PROBLEM STATEMENT — Transcribe every row below word for word, leaving the pictures out of your copy.

Records from a collection —

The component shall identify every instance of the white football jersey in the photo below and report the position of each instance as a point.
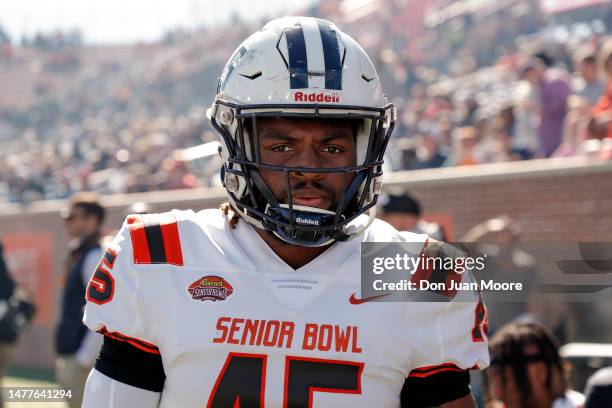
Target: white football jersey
(233, 322)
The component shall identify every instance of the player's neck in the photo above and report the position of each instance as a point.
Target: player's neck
(293, 255)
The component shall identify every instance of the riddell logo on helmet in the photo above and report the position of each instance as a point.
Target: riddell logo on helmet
(316, 97)
(306, 221)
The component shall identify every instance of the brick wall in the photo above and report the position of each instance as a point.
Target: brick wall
(556, 200)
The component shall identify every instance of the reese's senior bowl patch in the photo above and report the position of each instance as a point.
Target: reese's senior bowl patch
(210, 288)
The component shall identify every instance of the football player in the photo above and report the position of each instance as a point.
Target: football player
(256, 304)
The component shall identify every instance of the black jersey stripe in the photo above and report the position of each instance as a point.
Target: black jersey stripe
(155, 240)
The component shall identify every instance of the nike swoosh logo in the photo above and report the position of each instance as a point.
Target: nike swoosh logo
(353, 300)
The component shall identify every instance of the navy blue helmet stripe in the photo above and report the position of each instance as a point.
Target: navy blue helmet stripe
(331, 54)
(298, 61)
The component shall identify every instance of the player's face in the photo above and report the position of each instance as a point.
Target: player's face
(312, 144)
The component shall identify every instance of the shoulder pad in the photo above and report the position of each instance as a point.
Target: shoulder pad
(155, 239)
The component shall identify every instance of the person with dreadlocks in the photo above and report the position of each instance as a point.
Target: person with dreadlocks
(256, 304)
(526, 369)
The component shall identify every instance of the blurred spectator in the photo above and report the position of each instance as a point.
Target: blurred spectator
(430, 152)
(109, 119)
(463, 152)
(139, 207)
(404, 213)
(598, 392)
(77, 347)
(525, 140)
(601, 122)
(554, 89)
(588, 86)
(526, 369)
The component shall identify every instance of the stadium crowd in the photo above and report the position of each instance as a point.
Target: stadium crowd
(470, 90)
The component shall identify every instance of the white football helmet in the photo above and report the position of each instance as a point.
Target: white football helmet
(301, 67)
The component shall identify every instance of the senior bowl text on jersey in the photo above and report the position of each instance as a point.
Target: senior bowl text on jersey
(258, 304)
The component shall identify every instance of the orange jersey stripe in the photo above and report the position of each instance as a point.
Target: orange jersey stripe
(140, 344)
(422, 372)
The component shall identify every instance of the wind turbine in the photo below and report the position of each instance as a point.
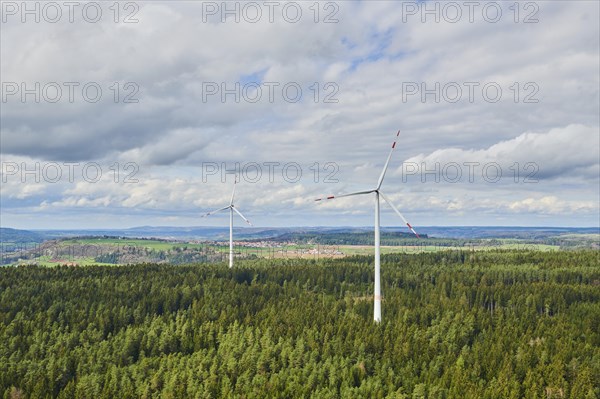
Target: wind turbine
(378, 193)
(232, 209)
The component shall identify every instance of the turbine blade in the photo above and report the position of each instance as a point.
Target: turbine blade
(213, 212)
(345, 195)
(398, 212)
(387, 162)
(242, 216)
(233, 193)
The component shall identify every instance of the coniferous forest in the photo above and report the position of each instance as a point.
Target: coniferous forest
(495, 324)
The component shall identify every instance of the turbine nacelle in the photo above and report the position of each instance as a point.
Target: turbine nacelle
(378, 193)
(231, 207)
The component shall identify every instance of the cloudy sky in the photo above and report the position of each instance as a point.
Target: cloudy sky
(136, 115)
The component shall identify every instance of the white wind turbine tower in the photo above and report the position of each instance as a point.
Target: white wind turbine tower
(232, 209)
(378, 193)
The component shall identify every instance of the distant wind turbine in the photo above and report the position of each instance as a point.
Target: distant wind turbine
(232, 209)
(378, 193)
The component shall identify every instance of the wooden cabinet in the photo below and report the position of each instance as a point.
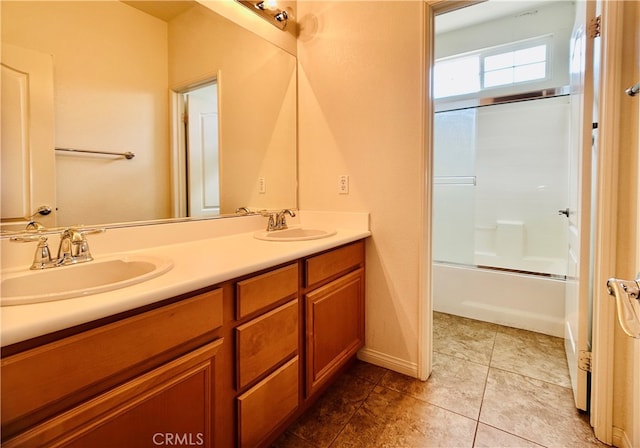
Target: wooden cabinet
(266, 341)
(266, 405)
(334, 312)
(106, 377)
(170, 403)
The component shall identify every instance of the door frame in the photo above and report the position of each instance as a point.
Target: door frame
(604, 311)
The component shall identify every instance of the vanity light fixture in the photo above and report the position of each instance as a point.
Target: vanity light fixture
(268, 10)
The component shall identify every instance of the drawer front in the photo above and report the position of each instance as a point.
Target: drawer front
(266, 405)
(39, 377)
(266, 341)
(333, 263)
(263, 290)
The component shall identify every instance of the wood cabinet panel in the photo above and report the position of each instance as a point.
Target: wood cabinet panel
(263, 407)
(174, 401)
(330, 264)
(263, 290)
(334, 327)
(266, 341)
(39, 377)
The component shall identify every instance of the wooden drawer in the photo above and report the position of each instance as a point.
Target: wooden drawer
(263, 407)
(266, 341)
(330, 264)
(263, 290)
(50, 376)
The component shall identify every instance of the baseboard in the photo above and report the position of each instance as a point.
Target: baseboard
(620, 438)
(389, 362)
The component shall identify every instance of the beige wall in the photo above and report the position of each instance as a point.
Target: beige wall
(360, 101)
(110, 80)
(257, 90)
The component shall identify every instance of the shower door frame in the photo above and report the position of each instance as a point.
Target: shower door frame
(605, 215)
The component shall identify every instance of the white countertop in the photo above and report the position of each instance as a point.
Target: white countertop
(196, 264)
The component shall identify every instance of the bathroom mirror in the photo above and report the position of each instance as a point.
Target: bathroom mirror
(122, 73)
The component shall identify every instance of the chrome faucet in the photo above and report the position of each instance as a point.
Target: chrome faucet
(74, 248)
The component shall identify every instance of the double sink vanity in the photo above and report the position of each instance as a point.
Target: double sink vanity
(221, 339)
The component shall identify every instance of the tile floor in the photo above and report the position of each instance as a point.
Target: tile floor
(491, 386)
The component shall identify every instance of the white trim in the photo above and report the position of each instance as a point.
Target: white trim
(605, 229)
(178, 160)
(389, 362)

WRITTEN SOLUTION —
The component shall identify every instance of the white football jersey in the photo below and report the position of each instance as a point.
Target: white football jersey
(233, 322)
The component shall identify every instance of the player's neck in the photo above and report the position of each instance as a point.
Target: player's neck
(293, 255)
The component shall identify every instance of the riddell logo on helmet in the photo above and report the position of each instance as a point.
Target: riddell logo on helmet
(316, 97)
(306, 221)
The component shall identify every instance of the brick wall in the photo above and report the position of each instance as a point.
Target: brick wall
(556, 200)
The component shall identify every instance of the reese's senior bowl patch in the photo above and report the position of each instance as a point.
Target: reese's senior bowl patch
(210, 288)
The component shall identify every instance of the football player in the photo above and report the position of each instance as a point.
Target: football player
(256, 304)
The component shall identify every instance of the black jersey stripe in the photo above and report the position of each instance as a point.
Target: black jersey stripe
(155, 240)
The component shall identify every instance of the nike swoosh logo in the photo above and report the position of each instance as a point.
Target: nike swoosh logo
(353, 300)
The component shall identify every instance of the navy blue helmet stripe in the photo above and report the position of each instance as a point.
Target: navy blue helmet stripe
(331, 54)
(298, 61)
The component shall identify every instance of the player's face in the photo above and report the position of each instance as a point.
Target: player's face
(312, 144)
The component shall identify every instance of the shoulder pad in the photo above and report the position of each instance as a point.
Target: shoulder pad
(155, 239)
The component shall identify every instance of the person with dreadlocks in the photo above and report the position of each instance as a point.
Target: person with dreadlocks
(256, 304)
(526, 369)
The component shall identify every instance of the blurred spectator in the photo above and report the position of each instance as a point.
Target: blurred spectator
(430, 152)
(109, 119)
(463, 152)
(139, 207)
(404, 213)
(598, 392)
(77, 347)
(525, 140)
(601, 122)
(554, 89)
(588, 86)
(526, 369)
The component shall identify every instance of the stadium crowd in the photo above and report the position of each instance as a point.
Target: stadium crowd
(470, 90)
The component shall identify every instance of the white football helmet in the photo above and report the position of each instance as a point.
Target: white football helmet
(301, 67)
The component shall identify every instance of the senior bowl text on jersey in the photo above and report the position of each instance as a point.
Target: senior bowl text on jersey
(258, 304)
The component shall identify every instance of the orange jersey stripe in the photo above and report the position of each instance as a point.
Target: orange jersey stripe
(140, 344)
(422, 372)
The component shall identify every instance of the wind turbine in the photo below and report the position of each instance as a point.
Target: wind turbine
(378, 193)
(232, 209)
The component shall identify every instance of the turbine blade in the photo above and report the position of each instance as a point.
Target: turbine blade
(213, 212)
(345, 195)
(398, 212)
(387, 162)
(242, 216)
(233, 193)
The component shall identify every instance of the coniferous forest in the photo above and report the position of each instance as a point.
Target: coniferous forest
(495, 324)
The component shall identify every instance of the turbine nacelle in the photo above and report the position of each instance as a point.
Target: turbine nacelle
(378, 193)
(231, 207)
The component shall identify every instance of the cloudy sky in the photo above and report the position of each instance as a point.
Target: cloudy sky
(136, 115)
The component shall identify every instance of the white wind turbine tower in the photo above and report the position of each instance as a point.
Target: white wind turbine tower
(232, 209)
(378, 193)
The component shall identify every instance of the distant wind turbine in the photo above and report the position of each instance as a point.
Target: distant wind turbine
(232, 209)
(378, 193)
The component shall identify every instance of the wooden cabinet in the photo below and report the position of each instance as a point.
Target: wooden cabinet
(266, 341)
(266, 405)
(334, 312)
(106, 377)
(170, 403)
The component shall identify every instance of the door frame in the photo above and report the position of each instance as a point.
Target: door frame
(604, 311)
The component shall identify every instance of the vanity light fixture in the photo above and report the position of each instance as a point.
Target: vanity light fixture
(268, 10)
The component shall identify every instance of the drawer front in the photo above and report the position of each instance as a point.
Target: drawer front
(266, 405)
(39, 377)
(266, 341)
(333, 263)
(263, 290)
The component shall identify every instance of the wood cabinet panel in the photo above and report the position of each instance as a point.
Target: wood cabinet panel
(263, 407)
(174, 401)
(330, 264)
(263, 290)
(334, 327)
(266, 341)
(39, 377)
The component shall identify every instance of the wooden drawer in the photo above and report the position of each instance as a point.
Target: wooden drawer
(263, 407)
(266, 341)
(330, 264)
(263, 290)
(50, 376)
The component shall identify every instance of the baseboard in the photo above and report the position of each instance as a point.
Target: baseboard
(620, 438)
(389, 362)
The component shall identify every instance of the beige wall in the photo above and report the position of each instance as a point.
Target: beige wall
(360, 101)
(110, 80)
(257, 90)
The component shall identify every instance of the shower door frame in the photo above and report the position of each instance as a point.
Target: shower door frame
(605, 215)
The component shall identify every instance of the white countertop in the photo above and report the position of each instance as a point.
Target: white countertop
(196, 264)
The component shall identify every instance of the bathroom mirror in the photo above and report the position of each instance as a point.
Target: bathroom mirror
(122, 73)
The component shall identify every instance of the chrome faucet in the photo above and report the position of each instance as a point.
Target: chrome faucet
(74, 248)
The component shall identify every instance of the double sink vanity in the photo above and report the position of each instance as a point.
Target: double sink vanity
(221, 339)
The component shall identify every instance of the tile floor in the photo above and report the position of each instance as a point.
Target: tile floor
(491, 386)
The component shall identify every instance of the white trim in the photo above and report the position of each instance as a point.
Target: white trim
(605, 229)
(178, 160)
(389, 362)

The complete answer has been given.